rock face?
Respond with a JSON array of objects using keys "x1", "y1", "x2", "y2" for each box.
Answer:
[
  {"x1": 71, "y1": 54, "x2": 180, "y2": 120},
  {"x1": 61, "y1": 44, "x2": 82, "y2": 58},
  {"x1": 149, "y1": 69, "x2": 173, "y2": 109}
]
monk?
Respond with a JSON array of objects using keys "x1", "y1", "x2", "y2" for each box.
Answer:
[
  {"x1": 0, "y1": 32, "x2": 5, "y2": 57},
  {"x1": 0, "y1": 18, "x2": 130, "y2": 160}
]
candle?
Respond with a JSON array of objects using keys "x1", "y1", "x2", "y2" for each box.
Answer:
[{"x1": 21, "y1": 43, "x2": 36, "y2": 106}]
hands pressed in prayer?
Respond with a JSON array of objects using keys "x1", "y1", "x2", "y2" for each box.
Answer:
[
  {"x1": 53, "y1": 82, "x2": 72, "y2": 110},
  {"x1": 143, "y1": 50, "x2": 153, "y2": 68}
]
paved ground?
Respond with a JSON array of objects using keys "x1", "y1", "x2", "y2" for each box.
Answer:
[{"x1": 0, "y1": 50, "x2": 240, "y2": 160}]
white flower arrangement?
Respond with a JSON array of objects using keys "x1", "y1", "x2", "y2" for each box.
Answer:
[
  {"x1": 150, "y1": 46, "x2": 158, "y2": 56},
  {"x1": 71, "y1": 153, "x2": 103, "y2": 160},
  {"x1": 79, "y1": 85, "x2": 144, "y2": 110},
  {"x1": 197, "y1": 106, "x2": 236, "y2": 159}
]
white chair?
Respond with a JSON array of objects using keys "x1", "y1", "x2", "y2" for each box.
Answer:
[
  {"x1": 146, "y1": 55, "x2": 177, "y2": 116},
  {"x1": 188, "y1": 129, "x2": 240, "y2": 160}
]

************

» What is needed: Reproduce all of the material above word for word, from the first line to the last.

» Output of the task:
rock face?
Respond with a JSON array of objects using keys "x1", "y1", "x2", "y2" for each box.
Answer:
[
  {"x1": 71, "y1": 54, "x2": 180, "y2": 120},
  {"x1": 61, "y1": 44, "x2": 82, "y2": 58},
  {"x1": 149, "y1": 69, "x2": 173, "y2": 109}
]
monk?
Respond with a JSON array of objects using keys "x1", "y1", "x2", "y2" for each box.
Answer:
[
  {"x1": 0, "y1": 32, "x2": 5, "y2": 57},
  {"x1": 0, "y1": 18, "x2": 130, "y2": 160}
]
candle?
Respond with a JSON array of objects using keys "x1", "y1", "x2", "y2" for each box.
Answer:
[{"x1": 21, "y1": 43, "x2": 36, "y2": 106}]
hands pressed in prayer?
Respond with a JSON array of objects using keys "x1", "y1", "x2", "y2" for each box.
Answer:
[
  {"x1": 53, "y1": 82, "x2": 72, "y2": 110},
  {"x1": 143, "y1": 50, "x2": 153, "y2": 68}
]
paved ground?
Respond with a JSON array of objects using keys "x1", "y1", "x2", "y2" for each box.
Answer:
[{"x1": 0, "y1": 50, "x2": 240, "y2": 160}]
white flower arrangement?
Respond with a JSON array of objects using keys "x1", "y1", "x2", "y2" for each box.
Answer:
[
  {"x1": 150, "y1": 46, "x2": 158, "y2": 56},
  {"x1": 71, "y1": 153, "x2": 103, "y2": 160},
  {"x1": 79, "y1": 85, "x2": 144, "y2": 110},
  {"x1": 197, "y1": 106, "x2": 236, "y2": 159}
]
white chair?
Respond with a JSON array of objects using keys "x1", "y1", "x2", "y2" for each box.
Answer:
[
  {"x1": 146, "y1": 55, "x2": 177, "y2": 116},
  {"x1": 188, "y1": 129, "x2": 240, "y2": 160}
]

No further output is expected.